*** Opening of Excerpt to read ***
Based on considerable worldwide research, people who are overweight and don't exercise and eat improperly and use unhealthy drugs have a higher incidence of poor health and diseases and die younger than people who are trim, fit, eat properly, don't use recreational drugs, and exercise regularly.  Nevertheless, I do not believe that Qigong or other fitness modalities can be of significant benefit in curing or slowing the progress of cancer; and people who actively practice Qigong may get cancer anyway.  Cancer has many causes and its appearance is currently unpredictable, although more likely above the age of 60, and cancer "cures" are actively being researched and evaluated.   There is lively debate on the subject of the best treatments for the complex and serious disease of cancer.  Read the book "The Emperor of All Maladies: A Biography of Cancer" by Dr. Stephen Hoye and Siddhartha Mukherje, 2010, for a thorough discussion of this important subject, although a depressing account.   

Some Qigong (Chi Kung) enthusiasts and teachers do believe that their exercises, breathing, meditation, and visualization methods do significantly help people with serious diseases, including cancer.  Medical Qigong offers clinics attempting to help people with all kinds of health problems, and schools training future Qigong medical practitioners and healers exist worldwide.  However, Caveat emptor.
*** Close of Excerpt to read ***
§ Task details:
Copy the Qigong and cancer text starting with "Some Qigong (Chi" and going on through "However, Caveat emptor.", substituting "therapists" for "healers".
*** Opening of Provided data ***
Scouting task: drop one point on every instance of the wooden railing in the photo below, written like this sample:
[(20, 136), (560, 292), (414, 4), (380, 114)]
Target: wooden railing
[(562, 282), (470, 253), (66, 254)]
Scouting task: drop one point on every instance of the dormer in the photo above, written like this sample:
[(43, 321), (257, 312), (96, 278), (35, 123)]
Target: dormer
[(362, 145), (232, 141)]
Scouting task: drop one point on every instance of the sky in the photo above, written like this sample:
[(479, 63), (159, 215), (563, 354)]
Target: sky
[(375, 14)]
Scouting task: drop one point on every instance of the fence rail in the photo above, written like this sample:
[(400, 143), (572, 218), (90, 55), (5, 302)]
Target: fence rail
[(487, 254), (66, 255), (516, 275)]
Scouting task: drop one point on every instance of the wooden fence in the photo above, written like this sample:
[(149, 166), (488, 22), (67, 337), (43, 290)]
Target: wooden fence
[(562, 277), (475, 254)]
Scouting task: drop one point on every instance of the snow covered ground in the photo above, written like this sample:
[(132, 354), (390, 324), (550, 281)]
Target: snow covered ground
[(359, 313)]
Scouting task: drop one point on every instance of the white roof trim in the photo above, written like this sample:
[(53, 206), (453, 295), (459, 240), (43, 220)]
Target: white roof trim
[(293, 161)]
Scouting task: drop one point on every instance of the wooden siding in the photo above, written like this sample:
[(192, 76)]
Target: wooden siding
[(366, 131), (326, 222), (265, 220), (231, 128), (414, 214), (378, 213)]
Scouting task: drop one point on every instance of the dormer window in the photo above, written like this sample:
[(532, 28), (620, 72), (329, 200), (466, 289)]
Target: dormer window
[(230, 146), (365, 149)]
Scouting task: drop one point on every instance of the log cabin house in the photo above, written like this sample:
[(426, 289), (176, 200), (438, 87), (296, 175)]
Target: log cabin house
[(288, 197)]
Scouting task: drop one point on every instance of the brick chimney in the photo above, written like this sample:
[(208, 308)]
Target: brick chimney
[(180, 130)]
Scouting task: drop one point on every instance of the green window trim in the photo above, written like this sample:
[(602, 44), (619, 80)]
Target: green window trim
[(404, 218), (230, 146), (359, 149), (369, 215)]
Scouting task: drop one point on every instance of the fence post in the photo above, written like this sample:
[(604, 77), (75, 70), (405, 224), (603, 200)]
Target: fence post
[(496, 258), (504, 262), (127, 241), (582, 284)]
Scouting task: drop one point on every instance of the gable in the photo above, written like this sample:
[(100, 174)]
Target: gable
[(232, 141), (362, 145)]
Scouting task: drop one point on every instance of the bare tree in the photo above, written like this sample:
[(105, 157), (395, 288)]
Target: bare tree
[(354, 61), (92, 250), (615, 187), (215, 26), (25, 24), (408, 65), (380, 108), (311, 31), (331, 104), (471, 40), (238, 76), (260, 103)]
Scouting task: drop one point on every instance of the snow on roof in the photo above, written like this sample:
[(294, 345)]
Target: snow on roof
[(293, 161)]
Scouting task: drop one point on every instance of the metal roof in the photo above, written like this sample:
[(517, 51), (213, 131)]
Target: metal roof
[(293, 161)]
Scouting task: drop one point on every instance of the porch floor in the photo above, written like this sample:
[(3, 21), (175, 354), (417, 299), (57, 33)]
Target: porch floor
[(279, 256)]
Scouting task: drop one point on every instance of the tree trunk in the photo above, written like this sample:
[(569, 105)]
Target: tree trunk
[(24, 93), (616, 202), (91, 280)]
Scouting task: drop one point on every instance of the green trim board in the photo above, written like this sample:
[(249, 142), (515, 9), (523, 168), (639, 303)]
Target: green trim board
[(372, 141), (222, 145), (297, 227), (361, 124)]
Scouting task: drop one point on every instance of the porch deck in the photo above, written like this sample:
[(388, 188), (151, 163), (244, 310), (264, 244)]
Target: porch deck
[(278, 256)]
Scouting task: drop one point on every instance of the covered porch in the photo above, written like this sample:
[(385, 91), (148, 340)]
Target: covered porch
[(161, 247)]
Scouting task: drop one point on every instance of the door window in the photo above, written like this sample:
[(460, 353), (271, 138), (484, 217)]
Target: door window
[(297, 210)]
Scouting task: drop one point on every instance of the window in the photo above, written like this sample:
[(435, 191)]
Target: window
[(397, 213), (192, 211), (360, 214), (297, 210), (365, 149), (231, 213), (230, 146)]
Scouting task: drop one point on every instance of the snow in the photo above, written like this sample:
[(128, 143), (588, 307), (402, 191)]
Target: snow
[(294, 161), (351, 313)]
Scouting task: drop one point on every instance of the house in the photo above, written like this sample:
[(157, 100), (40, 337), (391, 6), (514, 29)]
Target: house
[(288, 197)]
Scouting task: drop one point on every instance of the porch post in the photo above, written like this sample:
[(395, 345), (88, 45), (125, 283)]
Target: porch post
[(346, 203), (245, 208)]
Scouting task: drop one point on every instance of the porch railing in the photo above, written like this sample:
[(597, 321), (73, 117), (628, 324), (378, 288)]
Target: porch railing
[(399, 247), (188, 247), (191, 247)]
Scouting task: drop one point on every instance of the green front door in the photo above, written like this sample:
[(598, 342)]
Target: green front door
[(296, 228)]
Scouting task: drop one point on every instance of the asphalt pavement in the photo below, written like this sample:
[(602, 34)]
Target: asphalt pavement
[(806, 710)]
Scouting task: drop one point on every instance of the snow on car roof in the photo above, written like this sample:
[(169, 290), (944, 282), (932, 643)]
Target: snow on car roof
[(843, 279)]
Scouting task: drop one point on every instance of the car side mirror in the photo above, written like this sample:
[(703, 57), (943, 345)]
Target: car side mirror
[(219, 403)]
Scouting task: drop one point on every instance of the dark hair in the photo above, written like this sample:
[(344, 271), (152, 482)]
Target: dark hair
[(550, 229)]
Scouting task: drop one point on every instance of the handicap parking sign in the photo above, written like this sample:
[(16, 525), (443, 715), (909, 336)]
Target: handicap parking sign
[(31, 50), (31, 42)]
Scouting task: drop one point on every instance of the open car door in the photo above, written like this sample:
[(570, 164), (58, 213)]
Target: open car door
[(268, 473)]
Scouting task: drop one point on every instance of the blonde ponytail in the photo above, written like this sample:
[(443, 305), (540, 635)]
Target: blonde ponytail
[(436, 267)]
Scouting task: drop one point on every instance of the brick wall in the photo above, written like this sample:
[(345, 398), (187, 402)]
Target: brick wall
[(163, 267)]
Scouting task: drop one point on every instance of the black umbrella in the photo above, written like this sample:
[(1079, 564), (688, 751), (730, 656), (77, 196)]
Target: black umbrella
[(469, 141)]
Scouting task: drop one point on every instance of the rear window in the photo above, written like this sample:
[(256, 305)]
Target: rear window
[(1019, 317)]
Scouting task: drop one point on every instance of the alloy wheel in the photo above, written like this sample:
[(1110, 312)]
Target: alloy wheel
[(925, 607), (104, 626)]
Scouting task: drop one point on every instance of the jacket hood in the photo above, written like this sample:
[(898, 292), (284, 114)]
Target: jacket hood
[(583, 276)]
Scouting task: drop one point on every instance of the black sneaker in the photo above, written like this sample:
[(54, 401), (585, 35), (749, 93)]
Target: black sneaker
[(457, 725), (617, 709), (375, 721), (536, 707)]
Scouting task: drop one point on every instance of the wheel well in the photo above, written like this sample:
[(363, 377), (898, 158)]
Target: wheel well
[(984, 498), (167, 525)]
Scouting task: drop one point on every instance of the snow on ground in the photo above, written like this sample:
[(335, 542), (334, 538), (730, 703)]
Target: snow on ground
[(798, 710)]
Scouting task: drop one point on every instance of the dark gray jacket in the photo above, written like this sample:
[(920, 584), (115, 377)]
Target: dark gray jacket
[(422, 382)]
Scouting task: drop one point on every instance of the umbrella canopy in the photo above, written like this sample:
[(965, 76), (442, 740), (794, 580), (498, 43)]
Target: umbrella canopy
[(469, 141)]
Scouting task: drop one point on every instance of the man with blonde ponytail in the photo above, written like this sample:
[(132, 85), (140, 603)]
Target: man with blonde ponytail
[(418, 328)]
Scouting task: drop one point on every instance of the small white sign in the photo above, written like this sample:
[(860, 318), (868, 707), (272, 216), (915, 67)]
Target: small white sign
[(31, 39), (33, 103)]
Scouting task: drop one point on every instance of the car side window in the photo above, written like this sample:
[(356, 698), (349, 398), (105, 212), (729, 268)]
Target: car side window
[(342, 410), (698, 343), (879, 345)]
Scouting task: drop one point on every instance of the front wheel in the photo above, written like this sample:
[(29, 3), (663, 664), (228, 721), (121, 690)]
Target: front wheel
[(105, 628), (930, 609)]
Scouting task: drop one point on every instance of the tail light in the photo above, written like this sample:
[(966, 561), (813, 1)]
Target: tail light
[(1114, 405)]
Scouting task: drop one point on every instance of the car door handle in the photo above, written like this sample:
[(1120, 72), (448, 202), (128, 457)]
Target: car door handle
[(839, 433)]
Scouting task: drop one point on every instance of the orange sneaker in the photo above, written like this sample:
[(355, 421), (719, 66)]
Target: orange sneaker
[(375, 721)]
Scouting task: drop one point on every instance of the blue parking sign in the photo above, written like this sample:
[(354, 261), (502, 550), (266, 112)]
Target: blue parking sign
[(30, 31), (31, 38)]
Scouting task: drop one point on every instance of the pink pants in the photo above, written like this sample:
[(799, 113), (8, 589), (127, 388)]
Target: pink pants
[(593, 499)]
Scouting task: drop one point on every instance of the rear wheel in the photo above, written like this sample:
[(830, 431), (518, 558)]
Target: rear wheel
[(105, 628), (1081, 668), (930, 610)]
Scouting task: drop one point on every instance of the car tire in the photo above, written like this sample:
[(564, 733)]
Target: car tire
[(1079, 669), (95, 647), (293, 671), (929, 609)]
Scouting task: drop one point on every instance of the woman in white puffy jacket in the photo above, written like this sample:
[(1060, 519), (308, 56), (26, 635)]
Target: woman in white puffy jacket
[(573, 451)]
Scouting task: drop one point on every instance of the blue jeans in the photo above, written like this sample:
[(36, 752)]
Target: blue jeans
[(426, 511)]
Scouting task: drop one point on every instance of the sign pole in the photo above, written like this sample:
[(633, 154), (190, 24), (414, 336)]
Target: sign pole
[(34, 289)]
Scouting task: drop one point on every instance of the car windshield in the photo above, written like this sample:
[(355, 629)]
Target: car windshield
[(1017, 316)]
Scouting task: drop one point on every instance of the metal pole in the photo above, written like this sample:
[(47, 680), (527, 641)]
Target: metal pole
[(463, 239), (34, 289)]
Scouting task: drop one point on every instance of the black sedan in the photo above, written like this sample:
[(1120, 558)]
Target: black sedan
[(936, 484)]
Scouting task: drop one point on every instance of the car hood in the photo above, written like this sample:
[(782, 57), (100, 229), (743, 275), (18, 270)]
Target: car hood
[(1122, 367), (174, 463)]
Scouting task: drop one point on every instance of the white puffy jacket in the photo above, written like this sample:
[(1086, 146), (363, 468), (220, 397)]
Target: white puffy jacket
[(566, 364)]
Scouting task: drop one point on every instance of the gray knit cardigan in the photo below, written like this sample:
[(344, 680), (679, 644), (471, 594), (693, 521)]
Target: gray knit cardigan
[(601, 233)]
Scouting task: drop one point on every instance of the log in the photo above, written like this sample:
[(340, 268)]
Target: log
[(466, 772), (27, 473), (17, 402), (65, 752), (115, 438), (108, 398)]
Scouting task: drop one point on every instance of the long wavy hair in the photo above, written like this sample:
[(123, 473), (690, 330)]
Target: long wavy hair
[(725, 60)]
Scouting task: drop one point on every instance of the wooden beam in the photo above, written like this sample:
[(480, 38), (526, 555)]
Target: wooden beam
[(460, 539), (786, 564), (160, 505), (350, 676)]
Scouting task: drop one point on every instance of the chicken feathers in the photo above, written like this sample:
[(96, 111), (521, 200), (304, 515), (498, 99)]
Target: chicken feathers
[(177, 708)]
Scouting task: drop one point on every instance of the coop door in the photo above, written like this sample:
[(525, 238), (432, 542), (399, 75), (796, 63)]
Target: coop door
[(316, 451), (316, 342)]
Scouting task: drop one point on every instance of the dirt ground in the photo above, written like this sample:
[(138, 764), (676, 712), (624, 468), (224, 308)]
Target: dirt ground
*** Close of Provided data ***
§ Your response:
Some Qigong (Chi Kung) enthusiasts and teachers do believe that their exercises, breathing, meditation, and visualization methods do significantly help people with serious diseases, including cancer.  Medical Qigong offers clinics attempting to help people with all kinds of health problems, and schools training future Qigong medical practitioners and therapists exist worldwide.  However, Caveat emptor.